§ Dataset items
————————
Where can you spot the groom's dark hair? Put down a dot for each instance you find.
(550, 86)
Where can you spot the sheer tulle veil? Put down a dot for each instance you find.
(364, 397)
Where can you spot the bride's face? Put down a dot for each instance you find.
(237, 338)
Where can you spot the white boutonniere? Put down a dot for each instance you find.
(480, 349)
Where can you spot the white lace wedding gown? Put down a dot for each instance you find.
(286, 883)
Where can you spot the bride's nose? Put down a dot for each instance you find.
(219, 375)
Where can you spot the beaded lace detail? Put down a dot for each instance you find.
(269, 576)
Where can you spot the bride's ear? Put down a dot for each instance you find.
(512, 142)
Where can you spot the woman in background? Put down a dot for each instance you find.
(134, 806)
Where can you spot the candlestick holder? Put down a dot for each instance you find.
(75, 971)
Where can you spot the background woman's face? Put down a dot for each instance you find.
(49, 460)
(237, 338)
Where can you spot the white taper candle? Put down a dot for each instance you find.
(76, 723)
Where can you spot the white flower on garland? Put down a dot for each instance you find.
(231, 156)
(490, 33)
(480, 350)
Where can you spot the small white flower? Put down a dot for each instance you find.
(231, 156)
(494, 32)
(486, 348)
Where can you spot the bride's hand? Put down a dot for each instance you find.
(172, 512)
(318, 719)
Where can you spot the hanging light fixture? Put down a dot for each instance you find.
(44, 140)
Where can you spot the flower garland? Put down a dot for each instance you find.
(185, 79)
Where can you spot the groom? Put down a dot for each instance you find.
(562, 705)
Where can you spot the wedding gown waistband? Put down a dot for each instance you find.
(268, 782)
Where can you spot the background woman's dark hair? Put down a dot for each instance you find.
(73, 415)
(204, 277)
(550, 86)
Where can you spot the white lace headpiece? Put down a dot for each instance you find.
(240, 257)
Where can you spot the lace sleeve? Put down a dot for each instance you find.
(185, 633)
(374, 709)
————————
§ What the task requires
When you reach the end of the data, retype all of it exactly.

§ Answer below
Where can you spot the groom's dark hair? Put down a dot for each instance you find.
(550, 86)
Where can you spot the sheer tulle veil? Put down a dot for each instance you find.
(364, 397)
Where can you spot the bride's face? Put down a dot for each instance you find.
(237, 338)
Where can you spot the white boutonniere? Put down a dot for each instance you find.
(480, 349)
Where can you spot the white lace wedding gown? Put down a dot for each instance you find.
(286, 883)
Where can you spot the bride's nose? Put down a dot for each instance you find.
(219, 375)
Where can you spot the beaded lace detail? Put down a dot for each instance you find.
(269, 576)
Where can you spot the bride's ear? Put down a dot for each instance you find.
(512, 142)
Where can you spot the woman in background? Put down a dot for each instance you find.
(134, 806)
Where can you spot the candlestick holder? Put down a dot for each instance you find.
(75, 971)
Where can you spot the background woman's face? Put down a dot for each instance you find.
(49, 460)
(237, 338)
Where can you spot the white taper candle? Put down a dot for each instance you find.
(76, 723)
Where can you spot the white flower on garland? Put down a dot for each instance you find.
(231, 156)
(490, 33)
(480, 350)
Where can you spot the small white flower? Put down a dot for each instance you find.
(231, 156)
(494, 32)
(486, 348)
Where can you spot the bride's hand? Put down a dot for each instance you find.
(172, 512)
(318, 719)
Where can you spot the hanging light fixture? Put down a dot for each instance you find.
(44, 140)
Where can you spot the flower garland? Put down a dot for each instance you find.
(185, 79)
Where can you spot the groom? Put down a dot for each instance you find.
(562, 705)
Where can you spot the wedding gown waistband? Put down a dot for each instance you find.
(268, 782)
Where can you spot the background woman's dark hair? Put down a dot for each instance you find.
(73, 415)
(204, 277)
(550, 86)
Where can you spot the white lace headpiece? Put down a dot for each instance you find.
(240, 257)
Where can you spot the lace sleeve? Put down a dot for each instance you find.
(185, 633)
(374, 709)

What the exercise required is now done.